### Texto dado
'''
ISBN edición digital (ePub): 978-84-122252-0-4
Le olía mal el aliento, como a todos los cinéfilos.
Elizabeth Moreau en Les sièges de l’Alcazar (Luc Moullet, 1989)
1. Ciudadano Kane no es cine
La anécdota cuenta que, en el otoño de 1946, después de la primera proyección de Paisà de Roberto Rossellini en el auditorio de la Maison de la Chimie de París, André Bazin, a quien le tocaba abrir el coloquio posterior, estaba tan sobrecogido por la emoción que le produjo la que consideraría desde ese momento la película más revolucionaria jamás rodada, que la primera parte de su discurso resultó incomprensible para el público. La palabra que más le costaba pronunciar era «cine» (1).
Recuerdo una emoción parecida a la salida de un pase de El río de Jean Renoir en mi primer año como estudiante en Madrid, en el otoño de 2007. Es posible que algunos de los elementos del recuerdo los haya añadido más tarde, o incluso que formen parte de la película de Renoir y no de la realidad (con el tiempo he llegado a mezclar frecuentemente mis recuerdos con escenas de películas). Mientras iba andando hacia la calle Atocha me daba cuenta de lo extraño que me parecía que la gente siguiera a lo suyo después del milagro al que acababa de asistir. Un extrañamiento de tipo existencialista. ¿Cómo era posible que la realidad no se sometiera a aquel mundo mejorado y estético de la película? También recuerdo la anulación paulatina de este efecto, cómo me esforzaba por repetirlo una y otra vez a la salida de otras sesiones, cada vez con menos éxito, hasta convertirlo en una especie de simulación. Un distanciamiento que percibía como una desconexión entre los asuntos del cine y los asuntos del presente, la rotura del hilo sentimental que los unía.
'''
(Entradas de la colección)
'''
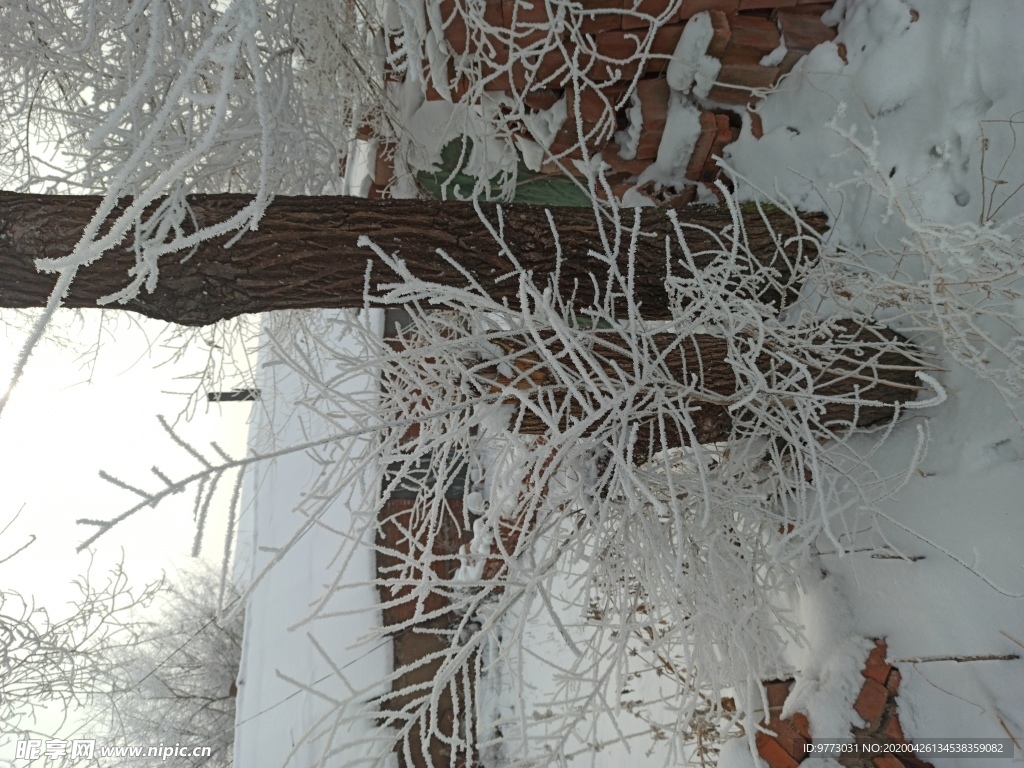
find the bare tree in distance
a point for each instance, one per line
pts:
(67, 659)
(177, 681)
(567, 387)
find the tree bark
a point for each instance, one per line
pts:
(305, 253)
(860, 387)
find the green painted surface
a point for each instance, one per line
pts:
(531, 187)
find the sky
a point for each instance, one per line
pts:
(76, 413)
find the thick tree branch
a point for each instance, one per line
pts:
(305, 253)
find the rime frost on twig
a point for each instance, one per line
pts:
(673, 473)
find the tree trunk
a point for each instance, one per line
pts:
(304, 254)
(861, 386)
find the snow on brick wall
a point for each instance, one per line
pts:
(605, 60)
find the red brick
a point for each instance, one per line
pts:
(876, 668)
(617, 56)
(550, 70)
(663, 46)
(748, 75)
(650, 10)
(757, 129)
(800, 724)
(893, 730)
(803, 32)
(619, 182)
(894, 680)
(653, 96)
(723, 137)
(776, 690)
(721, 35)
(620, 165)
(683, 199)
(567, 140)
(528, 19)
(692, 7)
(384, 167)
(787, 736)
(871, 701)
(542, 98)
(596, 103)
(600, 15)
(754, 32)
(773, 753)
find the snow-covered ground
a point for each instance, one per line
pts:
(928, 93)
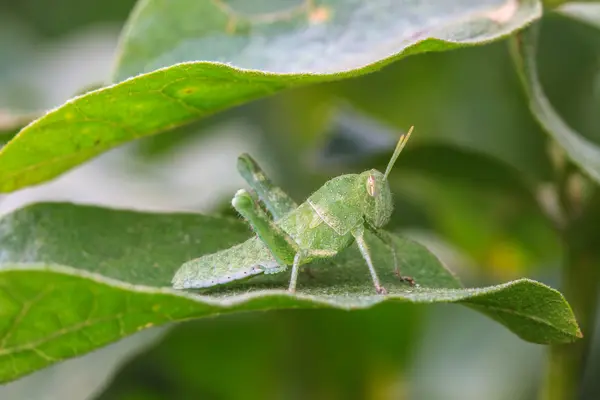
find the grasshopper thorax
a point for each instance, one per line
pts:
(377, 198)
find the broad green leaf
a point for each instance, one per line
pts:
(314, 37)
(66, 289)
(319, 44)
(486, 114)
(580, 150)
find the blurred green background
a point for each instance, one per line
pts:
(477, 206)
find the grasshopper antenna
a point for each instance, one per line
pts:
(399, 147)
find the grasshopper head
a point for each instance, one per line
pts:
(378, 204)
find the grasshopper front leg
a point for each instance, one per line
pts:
'''
### Tareas a realizar
- A) Enumera todos los títulos de películas que aparecen en el texto sobre cine.
- B) Prosigue el texto sobre cine a partir de su última frase.

### Resultados del ejercicio
- A) Les sièges de l'Alcazar, Ciudadano Kane, Paisà, El río

- B)
En los diez años que siguieron a aquella proyección de El río fui lo que se conoce como un cinéfilo empedernido, una rata de filmoteca (aunque esto es un decir, porque veía la mayor parte de las películas en la pantalla de quince pulgadas de mi MacBook, que me permitía una variedad mucho mayor que la programación de las salas madrileñas). Era común que viera dos o tres películas los días de diario, y hasta el doble en los largos maratones de los fines de semana, lo que compaginaba como podía con mis estudios y mis primeros trabajos como escritor. Lo mismo me daba, no podía evitarlo: quería verlo todo, de todas las épocas y de todos los países.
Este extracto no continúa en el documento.